= ZU LÖSENDE AUFGABE =
Gib aus den folgenden Datensätzen den Abschnitt von der Zeile mit „# Outline the region of every instance of the leafy“ bis einschließlich der Zeile mit „POLYGON ((648 94, 660“ Wort für Wort wieder.

[Einträge zur Bildsegmentierung]
**********

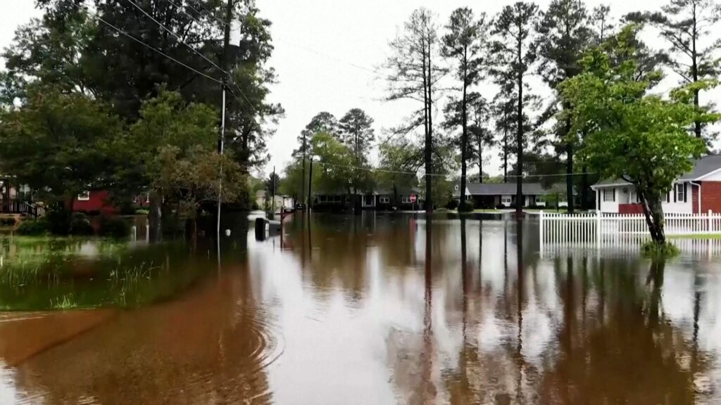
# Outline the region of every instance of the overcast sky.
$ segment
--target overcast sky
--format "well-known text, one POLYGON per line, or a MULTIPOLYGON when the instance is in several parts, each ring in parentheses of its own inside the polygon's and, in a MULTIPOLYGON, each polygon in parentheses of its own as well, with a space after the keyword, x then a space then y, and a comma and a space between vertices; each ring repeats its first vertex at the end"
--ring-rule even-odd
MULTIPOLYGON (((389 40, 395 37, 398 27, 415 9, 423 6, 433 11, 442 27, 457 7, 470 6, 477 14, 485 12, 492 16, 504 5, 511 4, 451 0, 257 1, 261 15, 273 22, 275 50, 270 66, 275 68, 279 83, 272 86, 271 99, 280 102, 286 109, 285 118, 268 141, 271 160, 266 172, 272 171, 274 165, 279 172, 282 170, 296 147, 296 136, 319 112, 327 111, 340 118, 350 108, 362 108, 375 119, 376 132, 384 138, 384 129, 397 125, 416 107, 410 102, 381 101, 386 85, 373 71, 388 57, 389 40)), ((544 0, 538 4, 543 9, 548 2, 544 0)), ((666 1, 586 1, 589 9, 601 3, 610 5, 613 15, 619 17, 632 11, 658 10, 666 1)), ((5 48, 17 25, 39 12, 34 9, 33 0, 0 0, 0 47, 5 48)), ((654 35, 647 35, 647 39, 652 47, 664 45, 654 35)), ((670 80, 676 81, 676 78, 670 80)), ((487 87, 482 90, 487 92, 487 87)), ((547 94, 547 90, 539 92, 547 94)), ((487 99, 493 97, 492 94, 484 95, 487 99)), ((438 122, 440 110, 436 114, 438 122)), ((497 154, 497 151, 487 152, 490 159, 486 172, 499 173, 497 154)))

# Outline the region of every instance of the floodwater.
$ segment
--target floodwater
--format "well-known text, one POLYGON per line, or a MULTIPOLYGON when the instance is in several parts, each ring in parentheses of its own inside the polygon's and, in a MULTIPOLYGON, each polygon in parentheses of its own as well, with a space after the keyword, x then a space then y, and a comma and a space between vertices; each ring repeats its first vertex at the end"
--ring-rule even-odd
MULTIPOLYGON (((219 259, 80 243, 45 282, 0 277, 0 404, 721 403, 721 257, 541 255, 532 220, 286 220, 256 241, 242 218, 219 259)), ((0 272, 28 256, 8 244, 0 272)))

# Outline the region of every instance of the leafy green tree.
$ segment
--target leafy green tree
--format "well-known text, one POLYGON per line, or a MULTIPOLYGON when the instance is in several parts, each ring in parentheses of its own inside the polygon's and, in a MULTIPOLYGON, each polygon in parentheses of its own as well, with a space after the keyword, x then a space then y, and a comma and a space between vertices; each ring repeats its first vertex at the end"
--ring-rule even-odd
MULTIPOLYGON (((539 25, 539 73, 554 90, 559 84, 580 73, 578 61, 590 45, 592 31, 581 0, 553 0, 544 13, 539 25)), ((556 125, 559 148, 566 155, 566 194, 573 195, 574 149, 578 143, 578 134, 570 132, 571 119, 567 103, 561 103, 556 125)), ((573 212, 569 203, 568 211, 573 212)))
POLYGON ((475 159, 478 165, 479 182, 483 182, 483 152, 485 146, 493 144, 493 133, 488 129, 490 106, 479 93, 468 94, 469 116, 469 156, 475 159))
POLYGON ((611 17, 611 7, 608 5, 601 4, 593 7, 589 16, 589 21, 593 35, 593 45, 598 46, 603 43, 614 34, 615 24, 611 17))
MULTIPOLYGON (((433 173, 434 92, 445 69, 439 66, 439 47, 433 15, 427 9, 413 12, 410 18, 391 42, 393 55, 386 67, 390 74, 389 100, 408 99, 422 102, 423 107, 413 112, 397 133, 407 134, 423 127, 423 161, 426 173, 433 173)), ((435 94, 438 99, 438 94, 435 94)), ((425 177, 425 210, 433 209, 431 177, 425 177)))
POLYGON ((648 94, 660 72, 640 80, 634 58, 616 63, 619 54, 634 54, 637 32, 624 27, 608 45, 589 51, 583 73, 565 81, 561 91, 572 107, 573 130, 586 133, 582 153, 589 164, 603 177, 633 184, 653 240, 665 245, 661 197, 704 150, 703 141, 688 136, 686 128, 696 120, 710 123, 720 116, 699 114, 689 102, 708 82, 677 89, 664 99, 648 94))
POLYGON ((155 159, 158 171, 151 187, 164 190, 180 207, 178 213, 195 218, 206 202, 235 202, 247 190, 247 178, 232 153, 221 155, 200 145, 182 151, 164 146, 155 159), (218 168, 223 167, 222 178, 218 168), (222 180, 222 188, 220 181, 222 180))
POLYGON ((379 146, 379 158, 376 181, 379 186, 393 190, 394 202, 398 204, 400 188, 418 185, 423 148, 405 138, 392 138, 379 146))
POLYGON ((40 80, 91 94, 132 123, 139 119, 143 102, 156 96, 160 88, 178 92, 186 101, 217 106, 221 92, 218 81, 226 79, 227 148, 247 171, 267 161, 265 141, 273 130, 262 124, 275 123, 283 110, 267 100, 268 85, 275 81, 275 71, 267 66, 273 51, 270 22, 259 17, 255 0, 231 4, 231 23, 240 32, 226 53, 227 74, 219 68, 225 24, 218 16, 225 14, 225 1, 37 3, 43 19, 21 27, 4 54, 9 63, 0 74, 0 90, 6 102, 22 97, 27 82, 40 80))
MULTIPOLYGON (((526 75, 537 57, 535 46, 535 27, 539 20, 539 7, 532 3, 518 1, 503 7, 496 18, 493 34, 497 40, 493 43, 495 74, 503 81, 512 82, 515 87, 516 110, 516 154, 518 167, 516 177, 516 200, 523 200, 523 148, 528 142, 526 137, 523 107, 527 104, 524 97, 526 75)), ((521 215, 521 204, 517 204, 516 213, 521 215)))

**********

= ERGEBNIS DER AUFGABE =
# Outline the region of every instance of the leafy green tree.
$ segment
--target leafy green tree
--format "well-known text, one POLYGON per line, or a MULTIPOLYGON when the instance is in several parts, each ring in parentheses of its own inside the polygon's and, in a MULTIPOLYGON, each polygon in parentheses of its own as well, with a space after the keyword, x then a space then y, and a comma and a space between vertices; each ring repeats its first vertex at the end"
--ring-rule even-odd
MULTIPOLYGON (((539 25, 539 73, 554 90, 559 84, 580 73, 578 61, 590 45, 592 31, 581 0, 553 0, 544 13, 539 25)), ((556 125, 559 148, 566 155, 566 194, 573 195, 574 149, 578 143, 578 134, 570 132, 571 119, 567 103, 561 103, 556 125)), ((573 212, 569 203, 568 211, 573 212)))
POLYGON ((475 159, 478 165, 479 182, 483 182, 483 152, 485 146, 493 144, 493 133, 488 129, 490 106, 479 93, 468 94, 469 116, 469 156, 475 159))
POLYGON ((611 17, 611 7, 608 5, 601 4, 593 7, 589 16, 589 21, 593 35, 593 45, 598 46, 603 43, 614 34, 615 24, 611 17))
MULTIPOLYGON (((433 173, 434 92, 445 69, 439 66, 439 47, 433 15, 427 9, 413 12, 410 18, 391 42, 393 55, 386 67, 390 74, 389 100, 408 99, 422 102, 423 107, 413 112, 397 133, 407 134, 423 127, 423 161, 426 173, 433 173)), ((435 94, 438 99, 438 94, 435 94)), ((425 177, 425 210, 433 209, 431 177, 425 177)))
POLYGON ((648 94, 660 72, 640 80, 634 58, 616 63, 619 54, 634 54, 637 32, 624 27, 608 45, 589 51, 583 73, 565 81, 561 91, 572 107, 573 130, 586 133, 582 153, 589 164, 603 177, 633 184, 653 240, 665 245, 661 197, 704 150, 703 141, 688 136, 686 128, 696 120, 710 123, 720 116, 699 114, 689 102, 708 82, 677 89, 664 99, 648 94))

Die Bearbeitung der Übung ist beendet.